#### [What to work on]
Could you output each line of the data that follows exactly?

Items from a data source
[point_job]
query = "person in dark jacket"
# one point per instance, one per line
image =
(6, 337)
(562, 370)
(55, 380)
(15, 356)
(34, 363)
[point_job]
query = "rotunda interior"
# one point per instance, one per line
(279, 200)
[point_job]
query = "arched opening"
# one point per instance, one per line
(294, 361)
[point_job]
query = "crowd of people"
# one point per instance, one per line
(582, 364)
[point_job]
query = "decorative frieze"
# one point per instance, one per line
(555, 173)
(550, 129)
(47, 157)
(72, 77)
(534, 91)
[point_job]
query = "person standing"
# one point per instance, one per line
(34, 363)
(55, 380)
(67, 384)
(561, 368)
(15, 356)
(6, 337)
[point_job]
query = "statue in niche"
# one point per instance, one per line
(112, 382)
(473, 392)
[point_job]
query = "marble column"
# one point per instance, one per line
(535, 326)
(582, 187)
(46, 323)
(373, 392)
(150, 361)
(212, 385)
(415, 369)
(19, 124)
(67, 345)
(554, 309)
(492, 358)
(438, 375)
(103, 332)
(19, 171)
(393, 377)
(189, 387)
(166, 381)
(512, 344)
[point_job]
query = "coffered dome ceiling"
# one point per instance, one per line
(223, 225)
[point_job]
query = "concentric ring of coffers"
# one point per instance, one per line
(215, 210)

#### [Solution for this task]
[point_job]
query = "person in dark jacket"
# one point per instance, one per line
image =
(6, 337)
(562, 370)
(55, 380)
(15, 356)
(34, 363)
[point_job]
query = "rotunda interior"
# one point per instance, one per line
(279, 200)
[point_job]
query = "arched opening"
# one point per instance, one per line
(294, 361)
[point_job]
query = "crowd of people"
# one point per instance, one per line
(582, 364)
[point_job]
query = "decorative frieze"
# one point per instance, one per line
(555, 173)
(550, 129)
(47, 157)
(72, 77)
(534, 91)
[point_job]
query = "person standing"
# one point per instance, one per line
(34, 363)
(55, 380)
(67, 384)
(561, 368)
(15, 356)
(6, 337)
[point_job]
query = "statue in niche"
# one point per instance, one per line
(112, 382)
(473, 392)
[point_job]
query = "marble column"
# one point per instance, one per line
(535, 326)
(582, 187)
(46, 323)
(373, 392)
(150, 361)
(212, 385)
(415, 369)
(19, 124)
(67, 345)
(554, 309)
(492, 358)
(438, 375)
(103, 332)
(19, 171)
(393, 377)
(189, 387)
(166, 381)
(512, 344)
[point_job]
query = "coffered dome ceiling"
# one point per instance, one per line
(223, 225)
[point_job]
query = "concentric ring of coffers"
# one point per instance, one per line
(215, 210)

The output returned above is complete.